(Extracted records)
----

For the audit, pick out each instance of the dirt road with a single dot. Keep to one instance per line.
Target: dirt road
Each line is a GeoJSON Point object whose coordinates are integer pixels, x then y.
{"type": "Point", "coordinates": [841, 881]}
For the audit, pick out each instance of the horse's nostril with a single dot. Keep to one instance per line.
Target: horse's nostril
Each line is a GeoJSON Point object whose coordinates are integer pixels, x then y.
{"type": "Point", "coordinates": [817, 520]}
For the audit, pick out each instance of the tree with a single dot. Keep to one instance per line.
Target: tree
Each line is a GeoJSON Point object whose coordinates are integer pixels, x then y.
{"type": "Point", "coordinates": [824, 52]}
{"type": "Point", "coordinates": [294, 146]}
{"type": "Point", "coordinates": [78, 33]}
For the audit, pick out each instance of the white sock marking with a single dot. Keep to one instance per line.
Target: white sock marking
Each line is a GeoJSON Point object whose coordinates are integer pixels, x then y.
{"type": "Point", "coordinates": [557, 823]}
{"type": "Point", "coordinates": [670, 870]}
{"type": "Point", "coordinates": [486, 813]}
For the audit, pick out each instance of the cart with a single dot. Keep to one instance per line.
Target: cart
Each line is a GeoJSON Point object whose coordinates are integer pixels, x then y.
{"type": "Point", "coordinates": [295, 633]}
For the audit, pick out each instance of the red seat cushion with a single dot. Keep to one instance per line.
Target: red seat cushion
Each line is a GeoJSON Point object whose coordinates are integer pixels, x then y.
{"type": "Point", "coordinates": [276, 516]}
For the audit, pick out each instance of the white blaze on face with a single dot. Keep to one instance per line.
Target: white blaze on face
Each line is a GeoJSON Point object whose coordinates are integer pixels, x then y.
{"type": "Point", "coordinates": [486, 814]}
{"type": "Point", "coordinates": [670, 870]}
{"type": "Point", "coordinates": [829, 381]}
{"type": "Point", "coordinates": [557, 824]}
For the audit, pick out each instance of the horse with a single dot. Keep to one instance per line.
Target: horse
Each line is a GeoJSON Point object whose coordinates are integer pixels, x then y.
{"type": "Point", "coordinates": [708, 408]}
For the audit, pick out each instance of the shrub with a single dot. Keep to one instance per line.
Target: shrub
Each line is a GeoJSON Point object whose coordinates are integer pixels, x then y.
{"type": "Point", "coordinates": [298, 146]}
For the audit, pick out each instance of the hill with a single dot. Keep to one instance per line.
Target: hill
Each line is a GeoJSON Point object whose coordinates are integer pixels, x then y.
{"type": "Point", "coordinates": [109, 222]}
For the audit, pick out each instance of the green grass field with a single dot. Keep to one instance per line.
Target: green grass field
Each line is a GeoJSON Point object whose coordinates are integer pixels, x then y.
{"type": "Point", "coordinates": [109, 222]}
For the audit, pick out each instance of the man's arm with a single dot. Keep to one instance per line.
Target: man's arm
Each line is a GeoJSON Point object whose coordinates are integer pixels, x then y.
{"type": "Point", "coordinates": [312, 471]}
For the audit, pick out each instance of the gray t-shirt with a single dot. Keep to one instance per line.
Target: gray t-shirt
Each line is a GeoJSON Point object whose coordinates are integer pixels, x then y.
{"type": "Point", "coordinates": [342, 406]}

----

◆ Exercise brief: Repeat the lines above word for word.

◆ Task solution:
For the audit, pick out each instance of the dirt road with a single dot. Keep to one instance per line.
Target: dirt road
Each line is a GeoJSON Point object whose coordinates are integer pixels, x then y.
{"type": "Point", "coordinates": [841, 881]}
For the audit, pick out each instance of the horse's nostril with a single dot. Keep to one instance per line.
Target: horse's nostril
Each line is a GeoJSON Point object whose coordinates are integer pixels, x then y.
{"type": "Point", "coordinates": [817, 520]}
For the audit, pick out each instance of the tree with a single dot. Keep to one instance per line.
Target: tree
Each line is a GeoJSON Point object whose coordinates are integer pixels, x then y.
{"type": "Point", "coordinates": [824, 52]}
{"type": "Point", "coordinates": [294, 146]}
{"type": "Point", "coordinates": [78, 33]}
For the audit, pick out each instance of the white sock marking with a single dot. Keep to one instance per line.
Target: white sock marking
Each line is a GeoJSON Point object whose coordinates are integer pixels, x then y.
{"type": "Point", "coordinates": [557, 823]}
{"type": "Point", "coordinates": [670, 870]}
{"type": "Point", "coordinates": [486, 813]}
For the audit, pick out each instance of the cart with a single dot. Keep to one instance per line.
Target: cart
Each line is a GeoJSON Point object whose coordinates are integer pixels, x then y.
{"type": "Point", "coordinates": [295, 633]}
For the audit, pick out each instance of the red seat cushion with a single dot. Keep to one instance per line.
Target: red seat cushion
Each line is a GeoJSON Point object whose coordinates are integer pixels, x then y.
{"type": "Point", "coordinates": [276, 516]}
For the audit, pick out each instance of the white blaze on face with a single dot. Keep to one instance per line.
Target: white blaze on face
Each line is a GeoJSON Point object whose coordinates are integer pixels, x then y.
{"type": "Point", "coordinates": [486, 814]}
{"type": "Point", "coordinates": [670, 870]}
{"type": "Point", "coordinates": [829, 381]}
{"type": "Point", "coordinates": [557, 824]}
For the audit, pick out each instance of the horse with a single dot. Keep to one instance per line.
Target: horse
Each line is a GeoJSON Point object whose coordinates are integer pixels, x then y.
{"type": "Point", "coordinates": [708, 408]}
For the audit, pick out each instance of the shrub with a single dot. Keep to one instance per line.
Target: shrub
Each line is a GeoJSON Point object whose coordinates are integer pixels, x then y.
{"type": "Point", "coordinates": [298, 146]}
For the audit, pick out each instance of the hill with a single dot. Keep to one instance per line.
Target: hill
Each line is a GeoJSON Point object whose coordinates are integer pixels, x then y.
{"type": "Point", "coordinates": [109, 222]}
For the audit, pick out each instance of the green grass field with a single dot. Keep to one instance per line.
Target: green grass field
Each line is a GeoJSON Point object whose coordinates are integer pixels, x then y.
{"type": "Point", "coordinates": [109, 222]}
For the audit, pick out each instance of the man's arm with a single dot. Keep to one instance per line.
Target: man's arm
Each line is a GeoJSON Point object whose coordinates are integer pixels, x then y.
{"type": "Point", "coordinates": [312, 471]}
For the audit, pick out each instance of the gray t-shirt with a single dot. Keep to one instance per line.
Target: gray t-shirt
Each line is a GeoJSON Point object whose coordinates are integer pixels, x then y.
{"type": "Point", "coordinates": [342, 406]}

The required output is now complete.